REQUIRED ACTION: Reproduce all of the entries character for character, while leaving out any pictures they contain.

═══ STUDY MATERIAL

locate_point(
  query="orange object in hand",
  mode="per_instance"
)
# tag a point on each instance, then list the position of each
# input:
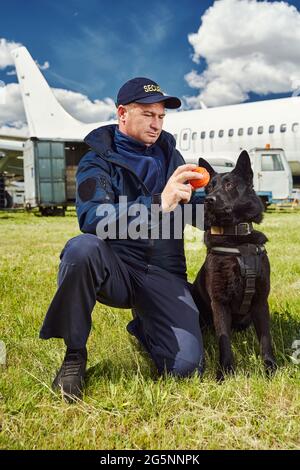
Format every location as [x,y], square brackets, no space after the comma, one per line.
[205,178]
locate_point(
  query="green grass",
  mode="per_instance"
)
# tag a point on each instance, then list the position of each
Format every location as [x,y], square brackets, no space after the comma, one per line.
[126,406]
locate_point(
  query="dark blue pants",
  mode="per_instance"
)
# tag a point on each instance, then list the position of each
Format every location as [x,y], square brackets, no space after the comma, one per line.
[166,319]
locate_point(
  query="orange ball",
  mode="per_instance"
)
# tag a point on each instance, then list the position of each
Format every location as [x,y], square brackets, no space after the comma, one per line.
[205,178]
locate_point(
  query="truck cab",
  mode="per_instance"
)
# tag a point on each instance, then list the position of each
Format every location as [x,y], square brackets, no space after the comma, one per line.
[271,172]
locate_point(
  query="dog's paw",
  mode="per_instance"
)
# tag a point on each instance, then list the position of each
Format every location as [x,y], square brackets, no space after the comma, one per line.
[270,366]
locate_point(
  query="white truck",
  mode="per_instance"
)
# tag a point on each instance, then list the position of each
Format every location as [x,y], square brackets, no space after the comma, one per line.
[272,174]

══════

THE COMPLETED TASK:
locate_point(
  query="orange object in hand",
  mode="per_instance"
)
# tag a point on each instance, then list the position of each
# input:
Format every location as [x,y], square brackets, no space after the comma, one per line.
[205,178]
locate_point(
  query="green grass",
  mode="per_instance"
)
# tag a point on each instance, then list the position of each
Format every location as [x,y], square brackets, no space after the comma, one per line.
[126,406]
locate_point(
  query="dark blue pants",
  mode="per_instance"
)
# tag a point on each instance, then list the position of each
Format every location as [x,y], square brackets, no space after the comma, one per line.
[166,319]
locate_point(
  query="orange ball",
  mode="per_instance"
)
# tag a point on each instance, then list the position of each
Format every location as [x,y], square brackets, no space after the comma, one per line.
[205,178]
locate_point(
  query="truck cab",
  mode="per_instance"
)
# tag a point on each instance, then list the position of each
Format every location as [x,y], square brackets, no space after the comma, one per line.
[271,172]
locate_point(
  query="dog's paw",
  mode="per_instance"
)
# tag a point on each instance, then list the position of each
Format every location as [x,y], square brackets, no space after the comma, one per line.
[270,366]
locate_point(
  query="white truck",
  mode="per_instance"
)
# tag a point on each instance, then list the position of each
Format every location as [x,y], square brackets, no space after the comma, one per line.
[272,174]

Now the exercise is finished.